**What to work on**.
Output all the records below as a two-column CSV with columns named text and answer. Give one row per [locate] line, holding that line and its answer, with each field in quotes, any line breaks turned into spaces, and the pictures left out.

**Input records**.
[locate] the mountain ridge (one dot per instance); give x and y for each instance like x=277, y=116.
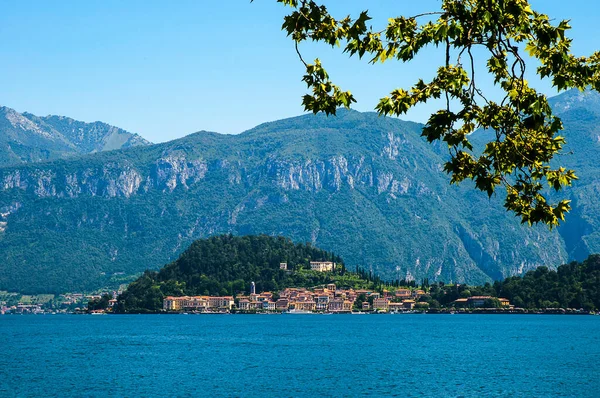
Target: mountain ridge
x=366, y=187
x=29, y=138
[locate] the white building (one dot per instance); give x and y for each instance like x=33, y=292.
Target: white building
x=322, y=266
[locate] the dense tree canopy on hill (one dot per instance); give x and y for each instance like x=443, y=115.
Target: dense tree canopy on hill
x=226, y=264
x=468, y=33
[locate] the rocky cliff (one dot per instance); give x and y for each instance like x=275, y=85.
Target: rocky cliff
x=26, y=138
x=366, y=187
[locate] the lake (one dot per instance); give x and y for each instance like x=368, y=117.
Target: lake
x=299, y=355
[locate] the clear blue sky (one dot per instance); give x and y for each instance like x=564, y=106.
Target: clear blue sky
x=165, y=69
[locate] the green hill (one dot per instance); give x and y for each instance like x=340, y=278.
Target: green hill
x=225, y=265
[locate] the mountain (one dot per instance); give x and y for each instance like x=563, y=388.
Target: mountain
x=365, y=187
x=26, y=138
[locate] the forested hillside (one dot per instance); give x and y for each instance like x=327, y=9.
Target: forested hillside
x=366, y=187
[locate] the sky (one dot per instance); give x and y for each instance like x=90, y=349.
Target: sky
x=166, y=69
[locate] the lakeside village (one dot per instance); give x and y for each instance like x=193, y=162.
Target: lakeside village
x=68, y=303
x=331, y=299
x=324, y=299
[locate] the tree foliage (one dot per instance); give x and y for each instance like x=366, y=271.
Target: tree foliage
x=527, y=133
x=226, y=265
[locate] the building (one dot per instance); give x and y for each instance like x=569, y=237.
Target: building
x=477, y=301
x=305, y=305
x=381, y=303
x=322, y=303
x=221, y=302
x=336, y=305
x=408, y=304
x=322, y=266
x=403, y=293
x=282, y=304
x=504, y=302
x=460, y=302
x=244, y=304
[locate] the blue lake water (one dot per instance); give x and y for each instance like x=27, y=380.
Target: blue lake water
x=299, y=356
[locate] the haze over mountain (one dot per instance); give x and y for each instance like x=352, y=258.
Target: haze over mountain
x=368, y=188
x=28, y=138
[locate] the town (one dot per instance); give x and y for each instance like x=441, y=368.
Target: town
x=322, y=299
x=329, y=299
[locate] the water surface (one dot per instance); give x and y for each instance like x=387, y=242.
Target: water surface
x=299, y=355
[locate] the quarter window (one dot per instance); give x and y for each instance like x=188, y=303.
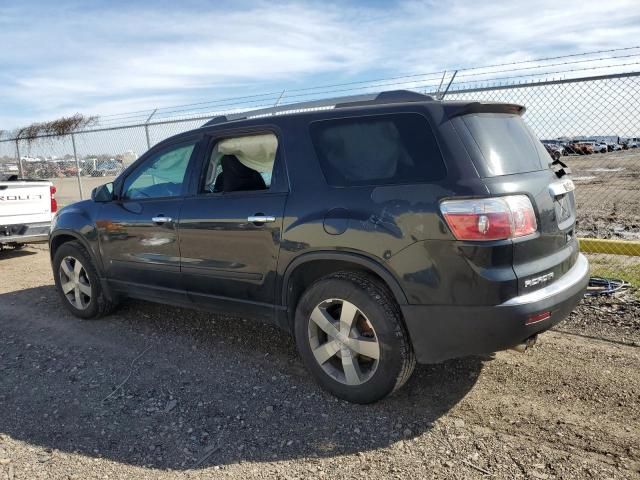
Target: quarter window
x=161, y=176
x=378, y=150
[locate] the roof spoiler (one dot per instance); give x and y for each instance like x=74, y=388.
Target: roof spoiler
x=478, y=107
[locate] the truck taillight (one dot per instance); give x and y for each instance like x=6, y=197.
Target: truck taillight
x=54, y=203
x=496, y=218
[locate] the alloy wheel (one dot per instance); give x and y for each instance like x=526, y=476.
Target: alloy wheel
x=75, y=283
x=343, y=342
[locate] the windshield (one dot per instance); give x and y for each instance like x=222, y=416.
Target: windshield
x=506, y=144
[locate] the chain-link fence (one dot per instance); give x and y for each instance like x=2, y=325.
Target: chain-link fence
x=590, y=123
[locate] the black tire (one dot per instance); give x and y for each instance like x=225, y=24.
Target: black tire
x=396, y=357
x=98, y=305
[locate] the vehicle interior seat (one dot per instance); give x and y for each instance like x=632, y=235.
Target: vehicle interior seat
x=236, y=177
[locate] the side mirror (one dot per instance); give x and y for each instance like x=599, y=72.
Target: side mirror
x=103, y=193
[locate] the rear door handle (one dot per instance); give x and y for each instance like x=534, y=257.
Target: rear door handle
x=261, y=219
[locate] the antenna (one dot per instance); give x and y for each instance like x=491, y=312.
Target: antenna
x=447, y=89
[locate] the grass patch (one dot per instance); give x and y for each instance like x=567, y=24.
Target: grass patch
x=616, y=266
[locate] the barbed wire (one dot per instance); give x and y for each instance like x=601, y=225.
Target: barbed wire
x=162, y=112
x=467, y=77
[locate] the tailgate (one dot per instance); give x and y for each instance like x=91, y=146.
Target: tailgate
x=511, y=161
x=542, y=258
x=24, y=202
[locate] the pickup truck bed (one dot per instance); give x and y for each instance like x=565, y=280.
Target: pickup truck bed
x=26, y=209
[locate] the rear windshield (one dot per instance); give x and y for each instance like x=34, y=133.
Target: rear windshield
x=506, y=143
x=378, y=150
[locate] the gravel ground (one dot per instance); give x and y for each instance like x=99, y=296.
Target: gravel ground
x=160, y=392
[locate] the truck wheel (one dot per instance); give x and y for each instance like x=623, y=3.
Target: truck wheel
x=351, y=337
x=78, y=283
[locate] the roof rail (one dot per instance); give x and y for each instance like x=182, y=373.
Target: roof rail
x=392, y=96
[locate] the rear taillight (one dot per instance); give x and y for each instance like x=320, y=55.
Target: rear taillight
x=496, y=218
x=54, y=203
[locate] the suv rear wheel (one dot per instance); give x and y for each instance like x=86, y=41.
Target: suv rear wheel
x=78, y=283
x=350, y=335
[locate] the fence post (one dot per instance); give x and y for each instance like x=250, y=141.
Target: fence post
x=20, y=169
x=75, y=155
x=146, y=128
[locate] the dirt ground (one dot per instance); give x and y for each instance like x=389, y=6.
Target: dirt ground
x=607, y=194
x=160, y=392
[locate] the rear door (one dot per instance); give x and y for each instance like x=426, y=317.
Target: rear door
x=230, y=231
x=138, y=231
x=512, y=160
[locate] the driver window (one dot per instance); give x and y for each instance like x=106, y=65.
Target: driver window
x=241, y=164
x=161, y=176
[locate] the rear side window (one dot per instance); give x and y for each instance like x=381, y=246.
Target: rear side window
x=506, y=143
x=378, y=150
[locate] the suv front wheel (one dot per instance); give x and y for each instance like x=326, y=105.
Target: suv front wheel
x=78, y=283
x=350, y=335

**Answer to this problem**.
text,answer
"[locate] the mountain ridge (one dot per instance); give x and y for each instance like x=277, y=116. Target: mountain ridge","x=366, y=187 x=29, y=138"
"[locate] the white building (one dot per instance); give x and y for each instance like x=33, y=292. Target: white building","x=322, y=266"
"[locate] the dense tree canopy on hill (one dot per instance); give x and y for each instance like x=443, y=115. Target: dense tree canopy on hill","x=226, y=264 x=468, y=33"
"[locate] the rocky cliff (one dot per instance); give x and y for each instance like x=275, y=85. Target: rocky cliff","x=26, y=138 x=366, y=187"
"[locate] the lake (one dot per instance); give x and y for each instance like x=368, y=117. Target: lake","x=299, y=355"
"[locate] the clear blue sky (one dot per instance); give x and y for each instance like x=564, y=106. Target: clear blue sky","x=165, y=69"
"[locate] the green hill (one dot per instance); give x and y for each instance like x=340, y=278. Target: green hill","x=225, y=265"
"[locate] the mountain (one dot per instance); give x and y for each instance like x=563, y=388. Target: mountain","x=365, y=187 x=26, y=138"
"[locate] the forested hillside (one dot per instance); give x and y for each instance like x=327, y=9. Target: forested hillside","x=366, y=187"
"[locate] the sky (one dot per instance); give x and y for each instance like x=90, y=349. Target: sky","x=166, y=69"
"[locate] the lakeside village (one dot per instance); give x and y for each instance like x=193, y=162. Target: lakeside village","x=68, y=303 x=331, y=299 x=324, y=299"
"[locate] the tree foliage (one dot per instance); give x and y for each instance like x=366, y=271. Target: tree foliage","x=527, y=133 x=226, y=265"
"[locate] the building (one dot per instance); give x and y for each instance like x=569, y=237. Target: building","x=477, y=301 x=305, y=305 x=381, y=303 x=322, y=303 x=221, y=302 x=336, y=305 x=408, y=304 x=322, y=266 x=403, y=293 x=282, y=304 x=504, y=302 x=460, y=302 x=244, y=304"
"[locate] the blue lake water (one dot per instance); give x and y for each instance like x=27, y=380. Target: blue lake water","x=299, y=356"
"[locate] the haze over mountain (one dot per instance); give x and y for each instance like x=352, y=258. Target: haze over mountain","x=368, y=188 x=28, y=138"
"[locate] the town (one dot per instance); give x and y for each instance like x=441, y=368. Target: town","x=322, y=299 x=329, y=299"
"[locate] the water surface (one dot per instance); give x and y for each instance like x=387, y=242. Target: water surface","x=299, y=355"
"[locate] the quarter window (one dot per instance); give x and y for each instance like x=188, y=303. Target: quarter window","x=161, y=176 x=378, y=150"
"[locate] the roof spoiler (one dot per instance); give x and y for each instance like x=74, y=388. Target: roof spoiler","x=478, y=107"
"[locate] the truck taillight (one dot per instance); give x and y for each instance like x=6, y=197. Target: truck taillight","x=54, y=203 x=496, y=218"
"[locate] the alloy wheel (one dot per instance); give x and y for each instance like x=526, y=476. Target: alloy wheel","x=75, y=283 x=343, y=342"
"[locate] the windshield (one dot per instance); give x and y for each instance like x=222, y=416. Target: windshield","x=506, y=144"
"[locate] the chain-link fence (one dot per instance); give x and y for each instance like x=2, y=325. Target: chain-link fence","x=590, y=123"
"[locate] the black tire (one dot per instance); give x and y for each instance like x=225, y=24. Target: black tire","x=396, y=357 x=98, y=305"
"[locate] the vehicle interior seat (one dot per instance); give x and y for each instance like x=632, y=235. Target: vehicle interior seat","x=236, y=177"
"[locate] the side mirror (one dot per instance); give x and y for each instance like x=599, y=72. Target: side mirror","x=103, y=193"
"[locate] the rear door handle (one dot per instance); give x and y for each instance like x=534, y=257. Target: rear door handle","x=261, y=219"
"[locate] the antenna (one dot per instance); give x and y for each instance like x=491, y=312. Target: antenna","x=447, y=89"
"[locate] the grass patch (one dot per instance); give x and y for each instance like x=567, y=24. Target: grass patch","x=616, y=266"
"[locate] the barbed wire (one dot per instance); give x and y for each instance like x=601, y=225. Target: barbed wire","x=162, y=112 x=467, y=77"
"[locate] the tailgate (one dot per instance); give x and y for each instance like x=91, y=146. Target: tailgate","x=511, y=161 x=542, y=258 x=24, y=202"
"[locate] the pickup truck bed (one dot per instance); give x and y for each instance like x=565, y=280. Target: pickup truck bed","x=26, y=209"
"[locate] the rear windshield (one dot per instance); give x and y for each instance like x=34, y=133. Target: rear windshield","x=506, y=143 x=378, y=150"
"[locate] the gravel ground (one dot per instance); give x and y for each instance like x=99, y=296. Target: gravel ground","x=160, y=392"
"[locate] the truck wheel (one dot per instance); give x and y for each instance like x=623, y=3. Target: truck wheel","x=351, y=337 x=78, y=283"
"[locate] the roof rail (one dot per instance); give x and y for each instance like x=182, y=373. Target: roof rail","x=392, y=96"
"[locate] the rear taillight (one dot per instance); give x and y for each instance like x=320, y=55. Target: rear taillight","x=496, y=218 x=54, y=203"
"[locate] the suv rear wheel (one dot per instance); give x and y for each instance like x=86, y=41. Target: suv rear wheel","x=78, y=283 x=350, y=335"
"[locate] the fence post (one dot per instance); give x and y for each instance like x=250, y=141. Target: fence post","x=20, y=169 x=75, y=155 x=146, y=128"
"[locate] the dirt ground (one dot per instance); give x and y for each instance like x=389, y=6. Target: dirt ground","x=607, y=194 x=160, y=392"
"[locate] the rear door (one dot per instance); give x and y for each instance like x=426, y=317. Target: rear door","x=230, y=231 x=138, y=231 x=512, y=160"
"[locate] the driver window (one dot per instance); give x and y for each instance like x=106, y=65. Target: driver window","x=241, y=164 x=161, y=176"
"[locate] the rear side window (one dot per instance); give x and y for each instance like x=381, y=246. Target: rear side window","x=506, y=143 x=378, y=150"
"[locate] the suv front wheel (one dot per instance); give x and y for each instance like x=326, y=105. Target: suv front wheel","x=78, y=283 x=350, y=335"